> **TEKSTFRAGMENT**:
Das ding an sich
Eerder op de dag had ik een kaartje gekocht voor de bus van 18.30 van Florianopolis naar Curitiba en dat wilde ik nu graag omruilen voor een vertrek van 15.00. Zojuist had ik om deze reden ook al even gebeld met de busmaatschappij, maar de telefoniste meldde dat omruilen niet telefonisch en slechts aan de balie op het busstation kon geschieden. En daar stond ik nu te wachten, in de rij voor de ticketbalie. Het computersysteem was down en één en ander kon nog wel even gaan duren.
Achter de balie liepen gefrustreerde personeelsleden nerveus van links naar rechts zonder daarbij enige wezenlijke arbeid te verrichten. Er werd gebeld en daarbij hevig met armen gezwaaid. Her en der werden mensen lukraak geholpen dan wel verwezen naar andere loketten. Wachtenden drongen voor in de rij en stemmen werden geïrriteerd verheven. Kortom er was duidelijk sprake van een ontregeld systeem. Het deed me denken aan een mierennest waarin wanneer je er wat zand overheen gooit de mieren opeens als gekken kriskras door elkaar beginnen te dollen. En hier stond ik als een kind zo gefascineerd dat mierennest aandachtig aanschouwend in mij op te nemen.
Mijn eerste reactie was irritatie. Maar na dit alles zo’n twintig minuten te hebben gadegeslagen bekroop mij opeens een zeer helder gevoel van inzicht, van begrip, rust en acceptatie. Dit was hun wereld, hun samenleving met al haar specifieke facetten zoals daar zijn; taal, communicatie, sociale omgangsregels, normen en waarden, gedeelde symbolen, helden, leiders, educatieniveau, financiële middelen, etc.

> **OEFENOPDRACHTEN**:
#1 Het verhaal over het busstation noemt een helder gevoel dat de ik-figuur na zo'n twintig minuten toekijken opeens bekroop. Waaruit bestond dat gevoel?
#2 Neem uit het verhaal over het busstation letterlijk de passage over vanaf "Mijn eerste reactie" tot en met "financiële middelen, etc.".
De gegevens spelen hier geen enkele rol.

> **MATERIAAL**:
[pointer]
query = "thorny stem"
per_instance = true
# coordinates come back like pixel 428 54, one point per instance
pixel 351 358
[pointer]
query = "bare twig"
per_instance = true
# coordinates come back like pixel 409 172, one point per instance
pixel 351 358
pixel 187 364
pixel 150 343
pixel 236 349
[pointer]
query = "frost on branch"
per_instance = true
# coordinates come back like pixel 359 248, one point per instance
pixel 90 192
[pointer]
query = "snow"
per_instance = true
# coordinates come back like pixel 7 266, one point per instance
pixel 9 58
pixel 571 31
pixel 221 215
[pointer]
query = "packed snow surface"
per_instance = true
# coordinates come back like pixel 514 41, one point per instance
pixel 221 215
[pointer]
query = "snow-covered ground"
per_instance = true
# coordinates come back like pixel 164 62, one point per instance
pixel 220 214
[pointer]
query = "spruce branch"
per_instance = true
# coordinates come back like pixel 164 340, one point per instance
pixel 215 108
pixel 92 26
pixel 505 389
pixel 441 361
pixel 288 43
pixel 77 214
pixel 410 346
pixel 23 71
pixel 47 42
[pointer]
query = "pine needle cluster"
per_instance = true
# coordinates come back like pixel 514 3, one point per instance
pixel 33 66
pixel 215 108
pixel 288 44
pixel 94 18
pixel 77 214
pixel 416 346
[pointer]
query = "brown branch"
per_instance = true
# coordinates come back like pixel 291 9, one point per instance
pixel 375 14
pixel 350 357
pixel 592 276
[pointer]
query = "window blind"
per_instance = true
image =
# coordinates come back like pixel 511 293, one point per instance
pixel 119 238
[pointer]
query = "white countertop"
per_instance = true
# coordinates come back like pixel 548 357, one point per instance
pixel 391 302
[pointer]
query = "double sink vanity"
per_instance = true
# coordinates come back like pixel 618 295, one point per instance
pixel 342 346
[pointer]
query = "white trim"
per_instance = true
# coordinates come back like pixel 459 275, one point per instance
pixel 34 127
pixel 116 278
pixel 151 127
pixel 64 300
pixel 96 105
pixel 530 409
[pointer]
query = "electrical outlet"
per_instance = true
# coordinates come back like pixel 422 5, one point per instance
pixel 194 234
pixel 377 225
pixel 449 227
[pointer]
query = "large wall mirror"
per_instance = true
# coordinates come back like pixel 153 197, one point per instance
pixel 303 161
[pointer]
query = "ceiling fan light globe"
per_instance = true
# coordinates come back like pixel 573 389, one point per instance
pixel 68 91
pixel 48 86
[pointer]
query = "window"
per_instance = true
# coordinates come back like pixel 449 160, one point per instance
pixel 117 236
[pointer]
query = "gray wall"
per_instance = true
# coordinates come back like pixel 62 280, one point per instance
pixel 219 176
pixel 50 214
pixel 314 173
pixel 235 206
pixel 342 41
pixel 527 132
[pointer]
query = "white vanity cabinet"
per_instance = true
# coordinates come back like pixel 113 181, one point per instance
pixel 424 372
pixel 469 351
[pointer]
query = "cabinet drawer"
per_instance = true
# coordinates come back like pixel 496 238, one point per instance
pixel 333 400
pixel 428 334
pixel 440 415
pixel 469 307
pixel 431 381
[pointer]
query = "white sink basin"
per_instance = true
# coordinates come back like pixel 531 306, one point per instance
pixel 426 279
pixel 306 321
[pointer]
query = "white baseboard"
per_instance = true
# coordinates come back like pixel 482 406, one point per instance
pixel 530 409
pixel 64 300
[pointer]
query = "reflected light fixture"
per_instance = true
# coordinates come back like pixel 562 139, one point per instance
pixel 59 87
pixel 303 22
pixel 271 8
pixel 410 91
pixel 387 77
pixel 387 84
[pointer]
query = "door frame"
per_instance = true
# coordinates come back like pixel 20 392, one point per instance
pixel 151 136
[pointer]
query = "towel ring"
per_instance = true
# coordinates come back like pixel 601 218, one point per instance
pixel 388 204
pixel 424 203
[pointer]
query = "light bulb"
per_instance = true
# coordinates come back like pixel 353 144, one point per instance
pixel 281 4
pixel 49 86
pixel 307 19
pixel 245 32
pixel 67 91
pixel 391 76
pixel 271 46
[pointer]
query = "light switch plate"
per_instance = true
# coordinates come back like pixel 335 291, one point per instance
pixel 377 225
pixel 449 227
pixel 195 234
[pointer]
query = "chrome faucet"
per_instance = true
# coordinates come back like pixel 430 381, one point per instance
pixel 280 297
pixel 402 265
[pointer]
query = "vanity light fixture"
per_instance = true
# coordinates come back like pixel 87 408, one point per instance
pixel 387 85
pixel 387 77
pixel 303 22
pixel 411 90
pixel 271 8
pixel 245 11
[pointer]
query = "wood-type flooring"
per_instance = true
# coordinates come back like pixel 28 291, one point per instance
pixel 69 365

> **UITWERKINGEN**:
#1 inzicht, begrip, rust, acceptatie

#2
Mijn eerste reactie was irritatie. Maar na dit alles zo’n twintig minuten te hebben gadegeslagen bekroop mij opeens een zeer helder gevoel van inzicht, van begrip, rust en acceptatie. Dit was hun wereld, hun samenleving met al haar specifieke facetten zoals daar zijn; taal, communicatie, sociale omgangsregels, normen en waarden, gedeelde symbolen, helden, leiders, educatieniveau, financiële middelen, etc.